**STATED EXERCISE**
Select and copy every line in the data below that contains the word "white".

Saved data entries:
◆ ◆ ◆ ◆ ◆ ◆ ◆
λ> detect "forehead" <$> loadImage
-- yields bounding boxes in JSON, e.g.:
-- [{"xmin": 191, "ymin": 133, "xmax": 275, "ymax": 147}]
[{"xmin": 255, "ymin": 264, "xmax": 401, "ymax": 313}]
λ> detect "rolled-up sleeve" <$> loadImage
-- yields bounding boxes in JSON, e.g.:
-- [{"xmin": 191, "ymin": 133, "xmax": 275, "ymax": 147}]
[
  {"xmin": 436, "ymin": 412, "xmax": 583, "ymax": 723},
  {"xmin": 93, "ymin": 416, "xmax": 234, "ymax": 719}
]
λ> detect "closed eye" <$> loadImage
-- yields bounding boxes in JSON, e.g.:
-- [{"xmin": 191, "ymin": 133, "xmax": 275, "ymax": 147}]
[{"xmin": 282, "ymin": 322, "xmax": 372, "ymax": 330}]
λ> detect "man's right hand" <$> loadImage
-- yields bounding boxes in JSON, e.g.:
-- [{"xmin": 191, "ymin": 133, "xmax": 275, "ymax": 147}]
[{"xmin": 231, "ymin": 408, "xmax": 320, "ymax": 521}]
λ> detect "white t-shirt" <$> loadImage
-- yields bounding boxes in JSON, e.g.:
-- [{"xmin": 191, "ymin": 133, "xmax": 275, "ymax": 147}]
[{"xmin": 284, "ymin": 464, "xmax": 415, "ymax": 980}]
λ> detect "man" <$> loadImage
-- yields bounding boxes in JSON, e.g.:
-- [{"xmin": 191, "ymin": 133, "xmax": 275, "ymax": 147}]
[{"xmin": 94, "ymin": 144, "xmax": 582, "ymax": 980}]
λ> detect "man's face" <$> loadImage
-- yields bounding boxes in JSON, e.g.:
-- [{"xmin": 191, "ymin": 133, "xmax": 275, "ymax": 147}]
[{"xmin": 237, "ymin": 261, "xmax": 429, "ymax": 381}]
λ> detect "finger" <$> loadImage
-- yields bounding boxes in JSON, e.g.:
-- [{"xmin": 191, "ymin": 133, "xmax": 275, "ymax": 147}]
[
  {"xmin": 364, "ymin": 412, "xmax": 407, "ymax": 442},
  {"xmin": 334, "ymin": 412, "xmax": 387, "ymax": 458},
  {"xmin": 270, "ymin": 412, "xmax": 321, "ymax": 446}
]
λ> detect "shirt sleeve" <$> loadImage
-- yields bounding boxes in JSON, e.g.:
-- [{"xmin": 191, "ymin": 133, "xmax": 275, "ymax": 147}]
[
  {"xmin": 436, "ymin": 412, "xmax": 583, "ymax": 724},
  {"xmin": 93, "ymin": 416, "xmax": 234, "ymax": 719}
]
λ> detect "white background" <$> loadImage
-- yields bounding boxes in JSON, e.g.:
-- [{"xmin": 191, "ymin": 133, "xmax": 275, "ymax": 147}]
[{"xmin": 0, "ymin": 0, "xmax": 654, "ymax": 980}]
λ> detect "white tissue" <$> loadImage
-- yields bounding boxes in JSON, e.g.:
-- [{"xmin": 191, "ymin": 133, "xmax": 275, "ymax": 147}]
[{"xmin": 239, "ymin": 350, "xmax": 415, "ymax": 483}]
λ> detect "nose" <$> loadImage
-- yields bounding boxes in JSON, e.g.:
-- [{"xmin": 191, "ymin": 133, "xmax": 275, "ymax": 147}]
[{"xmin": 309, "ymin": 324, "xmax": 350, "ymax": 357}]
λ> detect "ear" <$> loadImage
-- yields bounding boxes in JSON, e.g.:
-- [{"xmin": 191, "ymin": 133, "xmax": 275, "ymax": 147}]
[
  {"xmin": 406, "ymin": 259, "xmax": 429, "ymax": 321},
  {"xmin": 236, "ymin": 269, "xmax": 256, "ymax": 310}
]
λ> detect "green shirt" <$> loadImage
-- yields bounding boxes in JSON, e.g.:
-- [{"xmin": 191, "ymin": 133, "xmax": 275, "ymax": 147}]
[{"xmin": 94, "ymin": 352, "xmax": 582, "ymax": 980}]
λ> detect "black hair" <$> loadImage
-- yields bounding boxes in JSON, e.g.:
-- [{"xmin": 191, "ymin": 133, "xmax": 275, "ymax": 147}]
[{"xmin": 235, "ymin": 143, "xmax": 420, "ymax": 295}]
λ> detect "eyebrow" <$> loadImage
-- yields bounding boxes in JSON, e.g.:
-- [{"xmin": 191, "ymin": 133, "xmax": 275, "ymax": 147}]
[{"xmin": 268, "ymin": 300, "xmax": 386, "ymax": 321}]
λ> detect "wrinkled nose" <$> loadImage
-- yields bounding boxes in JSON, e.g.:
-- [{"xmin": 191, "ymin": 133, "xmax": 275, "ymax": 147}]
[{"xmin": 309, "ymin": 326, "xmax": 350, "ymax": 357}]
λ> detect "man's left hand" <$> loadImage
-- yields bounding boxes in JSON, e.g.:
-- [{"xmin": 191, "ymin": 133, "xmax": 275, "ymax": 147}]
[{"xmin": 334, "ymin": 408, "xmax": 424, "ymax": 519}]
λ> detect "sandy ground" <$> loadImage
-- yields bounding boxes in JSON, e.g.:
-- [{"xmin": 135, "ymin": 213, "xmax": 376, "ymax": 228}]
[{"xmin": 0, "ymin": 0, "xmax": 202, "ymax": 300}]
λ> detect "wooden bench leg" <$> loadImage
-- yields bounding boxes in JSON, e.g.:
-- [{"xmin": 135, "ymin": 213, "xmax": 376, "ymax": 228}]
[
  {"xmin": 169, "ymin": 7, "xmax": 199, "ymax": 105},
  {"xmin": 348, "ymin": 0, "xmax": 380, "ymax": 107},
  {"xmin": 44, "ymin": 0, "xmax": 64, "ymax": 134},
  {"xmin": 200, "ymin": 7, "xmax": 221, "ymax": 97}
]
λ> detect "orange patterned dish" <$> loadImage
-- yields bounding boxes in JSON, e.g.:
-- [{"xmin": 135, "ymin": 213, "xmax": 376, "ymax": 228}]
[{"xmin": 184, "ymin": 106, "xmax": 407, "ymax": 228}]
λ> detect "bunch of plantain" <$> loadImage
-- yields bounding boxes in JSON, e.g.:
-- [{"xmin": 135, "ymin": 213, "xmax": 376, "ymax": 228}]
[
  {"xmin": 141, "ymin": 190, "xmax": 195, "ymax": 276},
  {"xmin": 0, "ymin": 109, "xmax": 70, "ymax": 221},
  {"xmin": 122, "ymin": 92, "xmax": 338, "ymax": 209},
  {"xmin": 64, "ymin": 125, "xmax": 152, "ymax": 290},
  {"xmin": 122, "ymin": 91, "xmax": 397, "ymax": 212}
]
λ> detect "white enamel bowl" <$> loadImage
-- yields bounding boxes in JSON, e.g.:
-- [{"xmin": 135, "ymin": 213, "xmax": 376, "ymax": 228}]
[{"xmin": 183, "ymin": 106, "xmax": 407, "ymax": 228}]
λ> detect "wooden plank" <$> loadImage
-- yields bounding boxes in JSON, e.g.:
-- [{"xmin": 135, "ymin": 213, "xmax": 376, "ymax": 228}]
◆ ◆ ◆ ◆ ◆ ◆ ◆
**THE OUTPUT**
λ> detect "white t-shirt" <$> loadImage
λ> detect "white background" <$> loadImage
λ> detect "white tissue" <$> loadImage
λ> detect "white enamel bowl" <$> loadImage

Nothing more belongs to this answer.